--- DATA LISTING ---

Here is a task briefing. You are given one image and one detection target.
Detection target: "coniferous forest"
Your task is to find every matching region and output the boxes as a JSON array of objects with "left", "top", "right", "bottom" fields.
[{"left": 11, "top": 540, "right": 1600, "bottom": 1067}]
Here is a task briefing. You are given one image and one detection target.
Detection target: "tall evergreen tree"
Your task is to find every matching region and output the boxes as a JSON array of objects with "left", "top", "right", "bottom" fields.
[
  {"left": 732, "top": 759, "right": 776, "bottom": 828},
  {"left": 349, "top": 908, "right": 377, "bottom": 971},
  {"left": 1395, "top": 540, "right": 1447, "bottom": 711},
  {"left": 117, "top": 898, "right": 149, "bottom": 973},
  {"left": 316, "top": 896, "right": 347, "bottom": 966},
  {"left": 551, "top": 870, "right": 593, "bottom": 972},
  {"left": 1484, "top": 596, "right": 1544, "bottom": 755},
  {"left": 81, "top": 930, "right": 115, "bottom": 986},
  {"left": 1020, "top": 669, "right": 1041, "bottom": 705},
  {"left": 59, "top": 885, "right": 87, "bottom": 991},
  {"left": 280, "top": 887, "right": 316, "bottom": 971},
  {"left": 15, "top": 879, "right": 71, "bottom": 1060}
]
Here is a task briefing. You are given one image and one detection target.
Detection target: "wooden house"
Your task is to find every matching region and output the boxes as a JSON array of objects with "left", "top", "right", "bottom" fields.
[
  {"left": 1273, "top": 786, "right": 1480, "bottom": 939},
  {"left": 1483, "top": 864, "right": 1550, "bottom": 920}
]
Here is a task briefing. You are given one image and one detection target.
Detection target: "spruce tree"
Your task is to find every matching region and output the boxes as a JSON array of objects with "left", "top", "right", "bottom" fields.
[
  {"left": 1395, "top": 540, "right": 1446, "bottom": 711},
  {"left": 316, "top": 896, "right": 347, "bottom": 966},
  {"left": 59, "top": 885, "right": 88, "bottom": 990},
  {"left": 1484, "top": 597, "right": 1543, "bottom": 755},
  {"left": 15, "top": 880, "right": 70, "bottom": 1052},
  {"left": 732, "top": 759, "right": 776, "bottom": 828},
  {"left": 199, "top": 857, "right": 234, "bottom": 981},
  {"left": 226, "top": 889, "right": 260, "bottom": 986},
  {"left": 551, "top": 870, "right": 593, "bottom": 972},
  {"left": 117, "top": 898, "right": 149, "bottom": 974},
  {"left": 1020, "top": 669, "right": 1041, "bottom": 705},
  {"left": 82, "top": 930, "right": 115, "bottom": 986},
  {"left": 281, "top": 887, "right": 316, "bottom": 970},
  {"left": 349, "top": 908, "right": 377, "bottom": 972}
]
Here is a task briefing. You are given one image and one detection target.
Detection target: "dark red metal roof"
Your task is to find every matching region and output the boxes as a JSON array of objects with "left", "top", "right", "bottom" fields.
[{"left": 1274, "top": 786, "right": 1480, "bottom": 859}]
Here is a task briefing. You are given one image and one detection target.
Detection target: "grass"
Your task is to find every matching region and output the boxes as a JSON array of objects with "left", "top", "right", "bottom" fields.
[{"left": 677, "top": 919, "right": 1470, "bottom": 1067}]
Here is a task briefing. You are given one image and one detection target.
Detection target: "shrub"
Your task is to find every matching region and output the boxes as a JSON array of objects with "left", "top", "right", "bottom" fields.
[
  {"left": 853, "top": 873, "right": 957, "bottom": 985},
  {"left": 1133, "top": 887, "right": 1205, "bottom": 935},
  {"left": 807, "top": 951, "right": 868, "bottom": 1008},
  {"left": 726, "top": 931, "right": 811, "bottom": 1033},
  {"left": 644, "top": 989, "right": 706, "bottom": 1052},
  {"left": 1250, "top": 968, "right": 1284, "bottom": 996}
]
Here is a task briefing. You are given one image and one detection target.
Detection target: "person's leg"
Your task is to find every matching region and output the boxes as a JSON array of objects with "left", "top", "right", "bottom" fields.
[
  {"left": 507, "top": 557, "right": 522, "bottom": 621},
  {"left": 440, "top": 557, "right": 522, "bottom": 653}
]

---

* [ASSIGNMENT] Whatever appears in the lines above should be copied exactly.

* [WORKED SOLUTION]
Here is a task briefing. You are given one image and one detection target.
Detection target: "coniferous forest"
Your task is to find every matching region and output the boxes as a JSON array of objects with "left", "top", "right", "bottom" fields.
[{"left": 11, "top": 540, "right": 1600, "bottom": 1067}]
Here is a task briefing. You are given one image and one detection target.
Detection target: "tall evergreen tree"
Your task is to find every matching region and output the boxes as a JSON array of objects with "left", "top", "right", "bottom" fields.
[
  {"left": 732, "top": 759, "right": 776, "bottom": 828},
  {"left": 349, "top": 908, "right": 377, "bottom": 971},
  {"left": 1395, "top": 540, "right": 1447, "bottom": 711},
  {"left": 117, "top": 898, "right": 149, "bottom": 973},
  {"left": 316, "top": 896, "right": 347, "bottom": 966},
  {"left": 551, "top": 870, "right": 593, "bottom": 972},
  {"left": 1484, "top": 596, "right": 1544, "bottom": 755},
  {"left": 81, "top": 930, "right": 115, "bottom": 986},
  {"left": 1020, "top": 669, "right": 1041, "bottom": 705},
  {"left": 59, "top": 885, "right": 87, "bottom": 991},
  {"left": 280, "top": 887, "right": 316, "bottom": 971},
  {"left": 15, "top": 879, "right": 71, "bottom": 1060}
]
Here is a task briefing. You are given one image and one detection target.
Detection target: "wooden house"
Your task is to find every matching region and output the boxes as a JSON array of objects with "left", "top", "right", "bottom" fields.
[
  {"left": 1273, "top": 786, "right": 1480, "bottom": 939},
  {"left": 1483, "top": 864, "right": 1550, "bottom": 920}
]
Here is a task briefing. You are given one image and one detection target.
Detection target: "spruce tree"
Your task is to find every matching region and output the boxes as a JSON array of objects with "left", "top", "right", "bottom" fields.
[
  {"left": 1395, "top": 540, "right": 1446, "bottom": 711},
  {"left": 316, "top": 896, "right": 347, "bottom": 966},
  {"left": 59, "top": 885, "right": 88, "bottom": 990},
  {"left": 1484, "top": 597, "right": 1543, "bottom": 755},
  {"left": 15, "top": 880, "right": 70, "bottom": 1052},
  {"left": 732, "top": 759, "right": 776, "bottom": 828},
  {"left": 199, "top": 857, "right": 234, "bottom": 981},
  {"left": 226, "top": 889, "right": 260, "bottom": 986},
  {"left": 551, "top": 870, "right": 593, "bottom": 972},
  {"left": 117, "top": 898, "right": 149, "bottom": 974},
  {"left": 1020, "top": 669, "right": 1041, "bottom": 705},
  {"left": 82, "top": 930, "right": 115, "bottom": 986},
  {"left": 281, "top": 887, "right": 316, "bottom": 970},
  {"left": 349, "top": 908, "right": 377, "bottom": 972}
]
Here is a task briefing. You are given one image and one detection target.
Detection target: "dark red metal roof"
Your task is to find every matching region and output the boxes as a JSON array of objects with "left", "top", "right", "bottom" fields.
[{"left": 1274, "top": 786, "right": 1480, "bottom": 859}]
Here is a task briefing. You are given one image and one detection target.
Detection target: "grass"
Your task is to find every matching region and output the boxes as a JSON array of objects with "left", "top", "right", "bottom" fields.
[{"left": 677, "top": 919, "right": 1470, "bottom": 1067}]
Here is a task briefing. You are given one image and one detection target.
Detection target: "shrub"
Your task is to find every matching region and output the boxes as a JSON array of objects with "left", "top", "right", "bottom" fields.
[
  {"left": 853, "top": 873, "right": 957, "bottom": 985},
  {"left": 1133, "top": 887, "right": 1205, "bottom": 935},
  {"left": 807, "top": 951, "right": 868, "bottom": 1008},
  {"left": 726, "top": 931, "right": 811, "bottom": 1033},
  {"left": 644, "top": 989, "right": 706, "bottom": 1052},
  {"left": 1250, "top": 968, "right": 1284, "bottom": 996}
]
Here is a task briefing. You are given one image and one detection target.
Detection target: "person's leg"
Your task is to find every matching region and output the boxes as a JSON array of objects with "left", "top", "right", "bottom" fields.
[
  {"left": 507, "top": 557, "right": 522, "bottom": 621},
  {"left": 440, "top": 557, "right": 522, "bottom": 653}
]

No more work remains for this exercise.